#### TASK DIRECTIONS:
Reproduce the material below, substituting "largest" for each occurrence of "biggest" and leaving all else unchanged.

#### MATERIAL FOR THIS TASK:
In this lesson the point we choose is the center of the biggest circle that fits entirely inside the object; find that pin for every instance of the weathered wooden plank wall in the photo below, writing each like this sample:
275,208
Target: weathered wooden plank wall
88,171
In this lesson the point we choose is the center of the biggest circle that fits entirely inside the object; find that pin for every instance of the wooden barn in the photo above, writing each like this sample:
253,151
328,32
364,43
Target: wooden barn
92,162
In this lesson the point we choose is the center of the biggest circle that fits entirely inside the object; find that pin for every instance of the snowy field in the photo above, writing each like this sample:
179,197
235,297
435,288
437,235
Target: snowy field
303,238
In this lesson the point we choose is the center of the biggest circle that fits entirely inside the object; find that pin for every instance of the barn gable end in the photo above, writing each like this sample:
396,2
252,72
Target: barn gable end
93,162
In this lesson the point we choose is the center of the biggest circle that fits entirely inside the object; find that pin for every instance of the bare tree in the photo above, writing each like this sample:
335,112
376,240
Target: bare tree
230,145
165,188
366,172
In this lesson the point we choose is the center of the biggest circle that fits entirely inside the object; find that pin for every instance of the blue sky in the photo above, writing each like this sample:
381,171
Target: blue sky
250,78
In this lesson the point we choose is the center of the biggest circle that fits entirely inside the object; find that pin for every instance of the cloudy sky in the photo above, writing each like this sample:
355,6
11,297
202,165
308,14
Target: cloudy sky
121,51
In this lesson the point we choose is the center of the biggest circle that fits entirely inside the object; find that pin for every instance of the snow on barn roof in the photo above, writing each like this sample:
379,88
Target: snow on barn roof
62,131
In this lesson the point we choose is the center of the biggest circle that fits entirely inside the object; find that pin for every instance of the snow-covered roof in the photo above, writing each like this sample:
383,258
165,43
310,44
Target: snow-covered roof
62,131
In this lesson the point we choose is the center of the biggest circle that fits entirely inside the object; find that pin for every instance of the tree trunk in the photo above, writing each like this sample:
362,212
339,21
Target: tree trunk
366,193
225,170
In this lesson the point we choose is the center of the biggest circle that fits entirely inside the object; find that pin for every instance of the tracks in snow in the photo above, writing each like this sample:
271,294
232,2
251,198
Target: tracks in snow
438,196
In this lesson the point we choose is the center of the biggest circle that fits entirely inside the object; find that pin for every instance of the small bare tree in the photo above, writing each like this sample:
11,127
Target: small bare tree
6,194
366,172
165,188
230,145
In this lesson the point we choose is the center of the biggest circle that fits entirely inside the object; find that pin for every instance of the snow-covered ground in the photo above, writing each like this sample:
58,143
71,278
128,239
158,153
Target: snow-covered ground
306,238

#### RESULT BELOW:
In this lesson the point we choose is the center of the largest circle that fits entirely inside the object; find that pin for every instance of the weathered wooden plank wall in the photo below, writing each like this sample:
275,208
Target: weathered wooden plank wall
88,171
In this lesson the point we choose is the center of the largest circle that fits entirely inside the object; find that pin for every instance of the wooden barn in the photo above, writing each like this sample:
253,151
328,32
364,43
Target: wooden barn
92,162
In this lesson the point we choose is the center of the largest circle that fits entirely inside the object; find that pin for every instance of the snowy field in the photo above, writing each like this sample:
179,197
235,297
435,288
437,235
Target: snowy field
303,238
In this lesson the point we choose is the center of the largest circle that fits entirely inside the object; find that pin for every instance of the barn gable end in the photo above, writing each like this sample:
396,2
252,72
Target: barn gable end
93,162
In this lesson the point we choose is the center of the largest circle that fits entirely inside the object; find that pin for every instance of the bare tree in the photo above, writing each like this sample:
335,112
376,240
Target: bare tree
230,145
165,188
366,172
In this lesson the point we choose is the center of the largest circle that fits entirely inside the object; find that pin for every instance of the blue sky in the photo above, writing each like this sample:
381,171
Target: blue sky
250,78
In this lesson the point we choose is the center of the largest circle that fits entirely inside the object; find that pin for every instance of the cloudy sky in the photo above, writing each like this sample:
355,6
11,297
202,165
308,14
Target: cloudy sky
121,51
In this lesson the point we choose is the center of the largest circle that fits entirely inside the object; find that pin for every instance of the snow on barn roof in the photo above, writing each like this sample:
379,88
Target: snow on barn roof
62,131
In this lesson the point we choose is the center of the largest circle that fits entirely inside the object; find that pin for every instance of the snow-covered roof in the photo above, writing each like this sample:
383,258
165,43
310,44
Target: snow-covered roof
62,131
In this lesson the point we choose is the center of the largest circle that fits entirely inside the object; find that pin for every instance of the tree trunk in the photo above, writing each like this sample:
362,212
339,21
Target: tree trunk
366,193
225,170
In this lesson the point we choose is the center of the largest circle that fits entirely inside the object; find that pin for every instance of the tracks in snow in the photo above, writing each like this sample:
271,294
232,2
251,198
Target: tracks in snow
438,196
In this lesson the point we choose is the center of the largest circle that fits entirely inside the object; find that pin for every instance of the small bare tree in the photo above, writing each like this sample:
11,127
Target: small bare tree
6,194
366,172
165,188
230,145
In this lesson the point we choose is the center of the largest circle that fits entirely inside the object; find that pin for every instance of the snow-covered ground in the photo above, writing each like this sample:
58,143
71,278
128,239
158,153
Target: snow-covered ground
306,238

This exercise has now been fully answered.